## Begin ARTICLE

Utah Opera’s “Little Prince” soars to magical heights once again

Mon Jan 22, 2024 at 1:37 pm
Sarah Scofield as the Fox and Miles Keeton in the title role of Utah Opera’s The Little Prince. Photo: Dana Sohm

It is debatable whether Antoine de Saint-Exupéry’s beloved fable The Little Prince is a children’s book. But it was fitting that children were out in full force Saturday night when Utah Opera opened its revival of Rachel Portman and Nicholas Wright’s opera based on the novella. The opera is back by popular demand only five years after its Salt Lake City debut, and once again it is the youngest cast members who elevate this production to magical heights.

The Madeleine Choir School is the company’s go-to whenever an opera calls for children, and while Melanie Malinka always prepares her choristers well, they have outdone themselves this time. Besides harmonizing, projecting and enunciating like professionals, these young performers bring energy and joy to the stage, particularly in the soaring finale.

## End ARTICLE
## Begin RAW RECORDS

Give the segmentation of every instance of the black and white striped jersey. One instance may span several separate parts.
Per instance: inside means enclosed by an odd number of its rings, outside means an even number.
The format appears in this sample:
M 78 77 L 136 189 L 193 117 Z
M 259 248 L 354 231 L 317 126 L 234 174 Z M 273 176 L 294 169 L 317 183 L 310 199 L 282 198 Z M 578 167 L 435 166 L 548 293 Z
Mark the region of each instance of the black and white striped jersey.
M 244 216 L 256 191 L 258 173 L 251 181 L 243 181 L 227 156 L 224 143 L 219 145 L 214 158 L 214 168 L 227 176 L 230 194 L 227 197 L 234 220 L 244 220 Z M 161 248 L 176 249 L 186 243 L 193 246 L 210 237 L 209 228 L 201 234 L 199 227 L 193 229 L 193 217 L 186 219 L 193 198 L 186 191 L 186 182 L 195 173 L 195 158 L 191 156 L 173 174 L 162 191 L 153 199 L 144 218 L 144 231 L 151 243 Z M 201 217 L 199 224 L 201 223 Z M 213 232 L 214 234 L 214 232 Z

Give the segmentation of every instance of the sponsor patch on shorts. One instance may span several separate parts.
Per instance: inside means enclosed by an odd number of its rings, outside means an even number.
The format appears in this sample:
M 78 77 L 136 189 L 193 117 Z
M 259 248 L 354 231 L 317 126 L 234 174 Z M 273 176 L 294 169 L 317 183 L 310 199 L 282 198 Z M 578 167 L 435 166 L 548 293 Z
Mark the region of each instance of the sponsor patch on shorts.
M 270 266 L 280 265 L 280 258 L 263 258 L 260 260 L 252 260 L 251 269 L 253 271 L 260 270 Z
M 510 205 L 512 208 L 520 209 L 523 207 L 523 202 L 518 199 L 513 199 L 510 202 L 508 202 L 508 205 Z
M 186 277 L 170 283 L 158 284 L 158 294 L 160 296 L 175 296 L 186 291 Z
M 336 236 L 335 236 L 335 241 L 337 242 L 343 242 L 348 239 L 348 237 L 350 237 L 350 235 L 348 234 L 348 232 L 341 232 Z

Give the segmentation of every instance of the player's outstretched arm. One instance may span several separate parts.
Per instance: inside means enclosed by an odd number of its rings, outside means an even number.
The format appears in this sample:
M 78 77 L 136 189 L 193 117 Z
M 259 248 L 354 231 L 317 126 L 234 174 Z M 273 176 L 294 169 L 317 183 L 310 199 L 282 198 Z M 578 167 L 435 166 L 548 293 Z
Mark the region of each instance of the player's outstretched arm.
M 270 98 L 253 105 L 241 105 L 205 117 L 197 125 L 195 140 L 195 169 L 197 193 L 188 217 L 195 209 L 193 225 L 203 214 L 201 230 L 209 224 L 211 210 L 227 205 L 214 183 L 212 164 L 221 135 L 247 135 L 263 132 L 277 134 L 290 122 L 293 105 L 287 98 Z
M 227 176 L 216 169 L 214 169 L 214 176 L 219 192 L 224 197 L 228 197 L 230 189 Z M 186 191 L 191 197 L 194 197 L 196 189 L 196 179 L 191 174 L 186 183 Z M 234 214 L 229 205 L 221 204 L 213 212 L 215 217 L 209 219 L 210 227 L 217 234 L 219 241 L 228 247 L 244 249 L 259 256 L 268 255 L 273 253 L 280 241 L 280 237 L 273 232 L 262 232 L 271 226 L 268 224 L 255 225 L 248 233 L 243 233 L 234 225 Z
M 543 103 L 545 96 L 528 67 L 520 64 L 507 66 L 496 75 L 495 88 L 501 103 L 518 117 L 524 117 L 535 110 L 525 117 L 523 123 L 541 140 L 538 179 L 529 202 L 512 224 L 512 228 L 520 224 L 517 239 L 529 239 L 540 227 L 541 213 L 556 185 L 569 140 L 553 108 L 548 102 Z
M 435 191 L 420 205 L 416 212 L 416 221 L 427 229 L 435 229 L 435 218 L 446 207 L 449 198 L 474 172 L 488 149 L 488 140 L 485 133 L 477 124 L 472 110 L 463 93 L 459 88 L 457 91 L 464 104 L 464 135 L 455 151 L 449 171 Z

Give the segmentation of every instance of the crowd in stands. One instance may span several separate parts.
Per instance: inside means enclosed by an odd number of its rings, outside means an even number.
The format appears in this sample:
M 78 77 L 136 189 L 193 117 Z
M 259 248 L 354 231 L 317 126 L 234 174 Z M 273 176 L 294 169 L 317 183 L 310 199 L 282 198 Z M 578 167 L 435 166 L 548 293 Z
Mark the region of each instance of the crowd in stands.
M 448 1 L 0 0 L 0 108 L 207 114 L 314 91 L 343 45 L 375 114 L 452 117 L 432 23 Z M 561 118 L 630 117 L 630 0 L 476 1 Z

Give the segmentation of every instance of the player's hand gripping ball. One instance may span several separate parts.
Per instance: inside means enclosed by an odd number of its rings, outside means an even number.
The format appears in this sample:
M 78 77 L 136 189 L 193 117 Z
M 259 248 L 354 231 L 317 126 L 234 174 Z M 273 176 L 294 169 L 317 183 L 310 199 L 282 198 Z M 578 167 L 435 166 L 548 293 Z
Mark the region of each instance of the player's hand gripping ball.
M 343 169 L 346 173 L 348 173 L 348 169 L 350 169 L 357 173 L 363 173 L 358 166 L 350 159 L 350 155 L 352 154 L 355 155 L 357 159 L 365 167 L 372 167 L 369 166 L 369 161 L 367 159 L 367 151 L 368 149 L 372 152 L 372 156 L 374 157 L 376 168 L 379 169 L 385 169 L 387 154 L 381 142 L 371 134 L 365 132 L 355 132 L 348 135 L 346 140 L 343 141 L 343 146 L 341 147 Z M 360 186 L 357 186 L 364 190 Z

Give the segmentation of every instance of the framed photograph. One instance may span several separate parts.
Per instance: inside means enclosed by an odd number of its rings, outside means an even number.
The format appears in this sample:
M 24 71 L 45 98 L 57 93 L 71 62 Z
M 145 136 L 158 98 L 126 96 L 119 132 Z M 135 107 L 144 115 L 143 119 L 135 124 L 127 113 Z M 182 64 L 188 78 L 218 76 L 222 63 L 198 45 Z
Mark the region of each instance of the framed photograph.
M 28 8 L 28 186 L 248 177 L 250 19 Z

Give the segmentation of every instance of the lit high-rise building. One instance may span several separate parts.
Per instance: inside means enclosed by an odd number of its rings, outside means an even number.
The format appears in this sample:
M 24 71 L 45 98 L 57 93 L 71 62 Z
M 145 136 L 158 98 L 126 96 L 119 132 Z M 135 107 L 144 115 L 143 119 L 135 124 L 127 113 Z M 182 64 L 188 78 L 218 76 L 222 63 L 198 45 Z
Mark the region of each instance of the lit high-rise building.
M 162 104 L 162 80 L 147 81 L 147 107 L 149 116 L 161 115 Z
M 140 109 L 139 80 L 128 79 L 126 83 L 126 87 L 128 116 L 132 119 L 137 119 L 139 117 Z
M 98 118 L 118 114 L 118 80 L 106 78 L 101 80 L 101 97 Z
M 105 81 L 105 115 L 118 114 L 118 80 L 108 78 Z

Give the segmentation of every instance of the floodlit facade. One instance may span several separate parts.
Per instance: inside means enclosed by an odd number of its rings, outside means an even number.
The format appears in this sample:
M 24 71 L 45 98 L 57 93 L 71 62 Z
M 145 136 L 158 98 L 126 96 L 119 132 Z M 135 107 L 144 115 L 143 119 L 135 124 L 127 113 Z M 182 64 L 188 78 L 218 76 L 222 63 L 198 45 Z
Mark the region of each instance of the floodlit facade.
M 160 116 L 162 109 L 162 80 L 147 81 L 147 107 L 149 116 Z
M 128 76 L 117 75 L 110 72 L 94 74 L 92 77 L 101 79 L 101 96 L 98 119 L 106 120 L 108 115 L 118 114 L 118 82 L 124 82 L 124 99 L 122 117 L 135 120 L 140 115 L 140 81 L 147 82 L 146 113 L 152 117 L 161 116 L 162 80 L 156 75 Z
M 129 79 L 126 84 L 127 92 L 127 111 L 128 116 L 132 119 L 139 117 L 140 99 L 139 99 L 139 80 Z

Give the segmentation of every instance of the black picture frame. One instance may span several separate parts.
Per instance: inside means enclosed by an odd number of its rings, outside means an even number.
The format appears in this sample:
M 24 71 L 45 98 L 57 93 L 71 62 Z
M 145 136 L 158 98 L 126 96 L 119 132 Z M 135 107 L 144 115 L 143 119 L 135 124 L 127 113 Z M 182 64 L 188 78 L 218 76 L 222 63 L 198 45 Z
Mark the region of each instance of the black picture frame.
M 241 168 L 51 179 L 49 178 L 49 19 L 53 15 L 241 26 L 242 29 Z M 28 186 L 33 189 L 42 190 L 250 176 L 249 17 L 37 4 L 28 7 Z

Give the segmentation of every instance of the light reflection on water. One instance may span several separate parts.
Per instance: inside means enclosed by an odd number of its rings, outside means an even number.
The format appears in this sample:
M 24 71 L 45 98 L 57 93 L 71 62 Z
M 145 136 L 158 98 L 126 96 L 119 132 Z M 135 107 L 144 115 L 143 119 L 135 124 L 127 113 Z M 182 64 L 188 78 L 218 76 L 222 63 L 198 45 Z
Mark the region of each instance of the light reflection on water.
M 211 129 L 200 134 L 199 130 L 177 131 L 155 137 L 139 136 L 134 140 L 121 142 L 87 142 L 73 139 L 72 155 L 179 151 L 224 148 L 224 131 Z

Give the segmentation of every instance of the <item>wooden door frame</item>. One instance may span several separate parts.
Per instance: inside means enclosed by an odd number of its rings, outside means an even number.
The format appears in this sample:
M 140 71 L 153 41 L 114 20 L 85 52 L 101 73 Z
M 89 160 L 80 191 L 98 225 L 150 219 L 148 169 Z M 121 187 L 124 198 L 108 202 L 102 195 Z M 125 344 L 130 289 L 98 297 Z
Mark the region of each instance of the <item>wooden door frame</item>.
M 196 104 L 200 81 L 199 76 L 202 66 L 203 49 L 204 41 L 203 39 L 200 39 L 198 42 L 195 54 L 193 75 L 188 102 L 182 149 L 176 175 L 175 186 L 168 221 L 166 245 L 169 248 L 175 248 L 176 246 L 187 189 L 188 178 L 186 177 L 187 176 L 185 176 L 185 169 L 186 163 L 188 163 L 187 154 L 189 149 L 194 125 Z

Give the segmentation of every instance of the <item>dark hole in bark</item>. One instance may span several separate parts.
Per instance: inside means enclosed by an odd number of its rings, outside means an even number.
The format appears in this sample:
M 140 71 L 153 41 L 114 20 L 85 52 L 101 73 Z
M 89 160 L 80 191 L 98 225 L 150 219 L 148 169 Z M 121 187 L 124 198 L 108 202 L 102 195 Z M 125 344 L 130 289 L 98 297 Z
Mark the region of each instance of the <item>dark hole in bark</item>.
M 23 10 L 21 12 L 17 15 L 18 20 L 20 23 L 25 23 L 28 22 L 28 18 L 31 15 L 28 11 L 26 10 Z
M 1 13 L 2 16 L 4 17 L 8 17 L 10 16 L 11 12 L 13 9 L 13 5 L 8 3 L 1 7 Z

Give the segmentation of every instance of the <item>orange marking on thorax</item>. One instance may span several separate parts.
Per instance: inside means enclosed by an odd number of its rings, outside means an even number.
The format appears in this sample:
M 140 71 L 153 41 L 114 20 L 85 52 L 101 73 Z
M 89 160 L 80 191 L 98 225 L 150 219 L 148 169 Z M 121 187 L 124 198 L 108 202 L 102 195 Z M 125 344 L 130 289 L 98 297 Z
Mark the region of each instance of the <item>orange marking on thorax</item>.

## End RAW RECORDS

Copy the opera review above word for word, starting at "It is debatable" and continuing up to and including "the soaring finale.".

It is debatable whether Antoine de Saint-Exupéry’s beloved fable The Little Prince is a children’s book. But it was fitting that children were out in full force Saturday night when Utah Opera opened its revival of Rachel Portman and Nicholas Wright’s opera based on the novella. The opera is back by popular demand only five years after its Salt Lake City debut, and once again it is the youngest cast members who elevate this production to magical heights.

The Madeleine Choir School is the company’s go-to whenever an opera calls for children, and while Melanie Malinka always prepares her choristers well, they have outdone themselves this time. Besides harmonizing, projecting and enunciating like professionals, these young performers bring energy and joy to the stage, particularly in the soaring finale.